PROBLEM DESCRIPTION
Can you write out the whole listing exactly?

RECORDS FOR THE EXERCISE
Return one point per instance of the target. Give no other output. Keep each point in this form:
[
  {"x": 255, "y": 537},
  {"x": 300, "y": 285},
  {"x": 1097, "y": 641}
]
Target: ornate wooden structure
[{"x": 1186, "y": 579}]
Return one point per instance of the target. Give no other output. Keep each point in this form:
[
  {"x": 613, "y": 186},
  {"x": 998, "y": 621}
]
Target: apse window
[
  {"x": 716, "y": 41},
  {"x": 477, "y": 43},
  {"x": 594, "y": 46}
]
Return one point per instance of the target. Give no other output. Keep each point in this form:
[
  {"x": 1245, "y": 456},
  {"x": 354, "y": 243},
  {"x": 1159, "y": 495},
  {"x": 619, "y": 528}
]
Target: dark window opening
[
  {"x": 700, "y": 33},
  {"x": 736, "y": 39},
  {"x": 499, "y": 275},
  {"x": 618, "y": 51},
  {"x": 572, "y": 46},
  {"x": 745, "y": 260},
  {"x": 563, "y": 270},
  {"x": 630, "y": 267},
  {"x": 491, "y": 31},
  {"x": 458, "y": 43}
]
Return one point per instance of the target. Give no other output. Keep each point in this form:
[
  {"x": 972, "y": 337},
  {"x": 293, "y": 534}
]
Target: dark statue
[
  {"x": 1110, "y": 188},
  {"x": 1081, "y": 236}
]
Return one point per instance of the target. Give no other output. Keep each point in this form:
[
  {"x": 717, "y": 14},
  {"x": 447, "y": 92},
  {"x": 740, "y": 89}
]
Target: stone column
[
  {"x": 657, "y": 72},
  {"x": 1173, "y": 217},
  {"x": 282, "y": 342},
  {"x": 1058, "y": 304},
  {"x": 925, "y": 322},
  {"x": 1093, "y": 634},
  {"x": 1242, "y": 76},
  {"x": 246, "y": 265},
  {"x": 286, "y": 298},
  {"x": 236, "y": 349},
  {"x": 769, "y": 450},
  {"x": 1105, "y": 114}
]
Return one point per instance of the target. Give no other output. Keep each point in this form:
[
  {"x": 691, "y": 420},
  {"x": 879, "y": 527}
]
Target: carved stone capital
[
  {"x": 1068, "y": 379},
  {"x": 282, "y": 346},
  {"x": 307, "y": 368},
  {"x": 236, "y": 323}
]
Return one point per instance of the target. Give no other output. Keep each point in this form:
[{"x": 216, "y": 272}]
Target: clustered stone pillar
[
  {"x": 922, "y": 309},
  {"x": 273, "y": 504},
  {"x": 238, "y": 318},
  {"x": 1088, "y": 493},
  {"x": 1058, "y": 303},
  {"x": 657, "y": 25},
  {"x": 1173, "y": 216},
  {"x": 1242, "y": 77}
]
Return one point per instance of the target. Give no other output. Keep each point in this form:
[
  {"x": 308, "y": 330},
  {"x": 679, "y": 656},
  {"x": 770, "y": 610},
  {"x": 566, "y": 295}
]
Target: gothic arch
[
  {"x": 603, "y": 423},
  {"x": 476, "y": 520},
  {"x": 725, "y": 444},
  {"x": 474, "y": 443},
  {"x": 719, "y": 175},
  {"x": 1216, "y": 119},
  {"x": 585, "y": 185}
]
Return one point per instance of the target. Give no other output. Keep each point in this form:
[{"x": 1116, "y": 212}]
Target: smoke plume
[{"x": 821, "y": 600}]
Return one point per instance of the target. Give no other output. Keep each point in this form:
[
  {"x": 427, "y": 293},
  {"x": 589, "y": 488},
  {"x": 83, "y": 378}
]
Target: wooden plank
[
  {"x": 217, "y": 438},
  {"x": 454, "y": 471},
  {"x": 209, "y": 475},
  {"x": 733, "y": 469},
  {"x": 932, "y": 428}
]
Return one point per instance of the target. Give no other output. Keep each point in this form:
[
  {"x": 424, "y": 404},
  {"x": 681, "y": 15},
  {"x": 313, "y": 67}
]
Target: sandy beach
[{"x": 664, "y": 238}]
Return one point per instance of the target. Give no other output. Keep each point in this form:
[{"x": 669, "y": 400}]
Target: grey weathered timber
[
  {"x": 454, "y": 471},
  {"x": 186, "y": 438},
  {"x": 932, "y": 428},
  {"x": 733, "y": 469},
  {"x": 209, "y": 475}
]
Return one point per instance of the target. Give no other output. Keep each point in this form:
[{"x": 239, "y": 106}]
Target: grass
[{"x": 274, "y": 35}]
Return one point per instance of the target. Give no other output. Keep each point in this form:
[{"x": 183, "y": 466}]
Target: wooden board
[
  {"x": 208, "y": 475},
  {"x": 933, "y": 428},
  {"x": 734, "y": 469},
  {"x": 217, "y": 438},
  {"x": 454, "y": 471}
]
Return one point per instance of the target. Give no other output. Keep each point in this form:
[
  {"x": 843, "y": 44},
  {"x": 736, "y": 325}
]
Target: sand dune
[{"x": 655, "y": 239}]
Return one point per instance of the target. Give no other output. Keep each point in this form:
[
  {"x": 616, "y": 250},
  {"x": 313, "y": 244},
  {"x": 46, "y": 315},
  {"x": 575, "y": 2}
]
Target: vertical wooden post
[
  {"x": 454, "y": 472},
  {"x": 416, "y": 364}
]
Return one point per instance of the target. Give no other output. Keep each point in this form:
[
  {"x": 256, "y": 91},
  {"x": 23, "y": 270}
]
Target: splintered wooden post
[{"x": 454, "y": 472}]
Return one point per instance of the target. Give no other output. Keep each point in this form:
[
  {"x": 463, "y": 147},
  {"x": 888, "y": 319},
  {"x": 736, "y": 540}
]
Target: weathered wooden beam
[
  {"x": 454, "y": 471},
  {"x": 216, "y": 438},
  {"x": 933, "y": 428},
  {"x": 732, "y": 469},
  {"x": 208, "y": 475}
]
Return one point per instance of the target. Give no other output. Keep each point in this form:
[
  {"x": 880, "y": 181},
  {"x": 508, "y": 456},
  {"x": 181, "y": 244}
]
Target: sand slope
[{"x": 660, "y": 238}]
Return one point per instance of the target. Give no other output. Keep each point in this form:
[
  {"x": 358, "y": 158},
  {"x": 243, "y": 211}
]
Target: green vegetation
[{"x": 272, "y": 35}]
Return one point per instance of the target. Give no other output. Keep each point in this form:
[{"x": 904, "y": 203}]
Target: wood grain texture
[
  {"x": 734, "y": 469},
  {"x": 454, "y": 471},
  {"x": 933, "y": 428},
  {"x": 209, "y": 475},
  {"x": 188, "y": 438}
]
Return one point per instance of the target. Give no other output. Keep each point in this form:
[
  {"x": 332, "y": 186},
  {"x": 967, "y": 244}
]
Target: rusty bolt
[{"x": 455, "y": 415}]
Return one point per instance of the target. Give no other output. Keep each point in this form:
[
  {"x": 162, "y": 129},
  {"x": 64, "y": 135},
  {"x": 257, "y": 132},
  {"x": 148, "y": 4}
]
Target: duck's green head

ANSWER BELOW
Return one point per instance of the target. Give no other output. Keep each point in this form:
[
  {"x": 255, "y": 537},
  {"x": 300, "y": 285},
  {"x": 1097, "y": 641}
]
Target: ornate wooden structure
[{"x": 1186, "y": 579}]
Return one point per instance of the target. Give no other output. Keep each point in this form:
[
  {"x": 613, "y": 186},
  {"x": 998, "y": 621}
]
Target: apse window
[
  {"x": 716, "y": 41},
  {"x": 477, "y": 43},
  {"x": 594, "y": 46}
]
Return one point per instance of the target. Give no other output. Keep each point in this form:
[
  {"x": 1245, "y": 456},
  {"x": 354, "y": 243},
  {"x": 1159, "y": 495},
  {"x": 619, "y": 528}
]
Target: dark window opening
[
  {"x": 700, "y": 33},
  {"x": 736, "y": 39},
  {"x": 499, "y": 275},
  {"x": 618, "y": 51},
  {"x": 572, "y": 46},
  {"x": 745, "y": 260},
  {"x": 563, "y": 270},
  {"x": 630, "y": 267},
  {"x": 491, "y": 31},
  {"x": 458, "y": 43}
]
Return one point per instance of the target. Give no other output. Keep each point in this form:
[
  {"x": 972, "y": 337},
  {"x": 293, "y": 534}
]
Target: dark statue
[
  {"x": 1110, "y": 188},
  {"x": 1081, "y": 236}
]
Return one point per instance of the target. Give no other output. Keep each point in this form:
[
  {"x": 717, "y": 14},
  {"x": 447, "y": 92},
  {"x": 740, "y": 89}
]
Target: stone column
[
  {"x": 657, "y": 72},
  {"x": 1173, "y": 217},
  {"x": 282, "y": 342},
  {"x": 1058, "y": 304},
  {"x": 925, "y": 322},
  {"x": 1093, "y": 634},
  {"x": 1242, "y": 76},
  {"x": 246, "y": 265},
  {"x": 286, "y": 298},
  {"x": 236, "y": 349},
  {"x": 769, "y": 450},
  {"x": 1105, "y": 114}
]
Return one point per instance of the target. Give no other output. Keep each point in this form:
[
  {"x": 691, "y": 420},
  {"x": 879, "y": 527}
]
Target: carved stone capital
[
  {"x": 1068, "y": 379},
  {"x": 282, "y": 346},
  {"x": 307, "y": 368},
  {"x": 236, "y": 323}
]
Return one point per instance of the target. Give no other output. Keep each point in this form:
[{"x": 216, "y": 272}]
Target: clustered stone pillar
[
  {"x": 922, "y": 309},
  {"x": 273, "y": 504},
  {"x": 238, "y": 318},
  {"x": 1088, "y": 493},
  {"x": 1058, "y": 303},
  {"x": 657, "y": 25},
  {"x": 1173, "y": 216},
  {"x": 1242, "y": 77}
]
Return one point per instance of the target. Give no other output. Keep each point in this form:
[
  {"x": 308, "y": 330},
  {"x": 679, "y": 656},
  {"x": 770, "y": 610},
  {"x": 566, "y": 295}
]
Target: gothic arch
[
  {"x": 603, "y": 423},
  {"x": 476, "y": 520},
  {"x": 725, "y": 444},
  {"x": 474, "y": 443},
  {"x": 719, "y": 175},
  {"x": 1216, "y": 119},
  {"x": 585, "y": 185}
]
Return one point per instance of the target. Give no other output. Keep each point in this form:
[{"x": 1116, "y": 212}]
Target: smoke plume
[{"x": 821, "y": 600}]
Return one point per instance of the target. Give no other output. Keep each point in this form:
[
  {"x": 427, "y": 293},
  {"x": 589, "y": 488},
  {"x": 83, "y": 378}
]
Target: wooden plank
[
  {"x": 217, "y": 438},
  {"x": 454, "y": 471},
  {"x": 209, "y": 475},
  {"x": 733, "y": 469},
  {"x": 932, "y": 428}
]
Return one point per instance of the target. Give no other output. Keep each point in this form:
[
  {"x": 424, "y": 404},
  {"x": 681, "y": 15},
  {"x": 313, "y": 67}
]
Target: sandy beach
[{"x": 664, "y": 238}]
Return one point per instance of the target. Give no other output. Keep each point in this form:
[{"x": 669, "y": 400}]
Target: grey weathered timber
[
  {"x": 454, "y": 471},
  {"x": 186, "y": 438},
  {"x": 932, "y": 428},
  {"x": 733, "y": 469},
  {"x": 209, "y": 475}
]
Return one point per instance of the target. Give no other output. Keep each point in this form:
[{"x": 239, "y": 106}]
Target: grass
[{"x": 274, "y": 35}]
Return one point per instance of the target. Give no other output. Keep each point in this form:
[{"x": 183, "y": 466}]
Target: wooden board
[
  {"x": 208, "y": 475},
  {"x": 933, "y": 428},
  {"x": 734, "y": 469},
  {"x": 217, "y": 438},
  {"x": 454, "y": 471}
]
Return one point per instance of the target. Give no other output. Keep each point in this form:
[
  {"x": 843, "y": 44},
  {"x": 736, "y": 325}
]
Target: sand dune
[{"x": 655, "y": 239}]
Return one point per instance of the target. Give no other output. Keep each point in this form:
[
  {"x": 616, "y": 250},
  {"x": 313, "y": 244},
  {"x": 46, "y": 315},
  {"x": 575, "y": 2}
]
Target: vertical wooden post
[
  {"x": 454, "y": 472},
  {"x": 416, "y": 364}
]
Return one point per instance of the target. Give no other output. Keep each point in this form:
[
  {"x": 256, "y": 91},
  {"x": 23, "y": 270}
]
Target: splintered wooden post
[{"x": 454, "y": 472}]
Return one point per instance of the target. Give no other output. Keep each point in this form:
[
  {"x": 463, "y": 147},
  {"x": 888, "y": 319},
  {"x": 736, "y": 540}
]
Target: weathered wooden beam
[
  {"x": 454, "y": 471},
  {"x": 216, "y": 438},
  {"x": 933, "y": 428},
  {"x": 732, "y": 469},
  {"x": 208, "y": 475}
]
Return one point per instance of the target. Give no other output. Keep each point in this form:
[
  {"x": 880, "y": 181},
  {"x": 508, "y": 456},
  {"x": 181, "y": 244}
]
Target: sand slope
[{"x": 660, "y": 238}]
Return one point per instance of the target. Give no other output. Keep each point in this form:
[
  {"x": 358, "y": 158},
  {"x": 243, "y": 211}
]
Target: green vegetation
[{"x": 272, "y": 35}]
Return one point per instance of the target. Give no other output. Keep each point in this form:
[{"x": 904, "y": 203}]
Target: wood grain texture
[
  {"x": 734, "y": 469},
  {"x": 454, "y": 471},
  {"x": 933, "y": 428},
  {"x": 209, "y": 475},
  {"x": 188, "y": 438}
]
Return one point per instance of the target. Give no other output. Keep each point in this form:
[
  {"x": 332, "y": 186},
  {"x": 967, "y": 244}
]
Target: rusty bolt
[{"x": 455, "y": 415}]
Return one point per instance of the target. Give no other output. Keep each point in this form:
[
  {"x": 162, "y": 129},
  {"x": 64, "y": 135},
  {"x": 257, "y": 132},
  {"x": 148, "y": 4}
]
Target: duck's green head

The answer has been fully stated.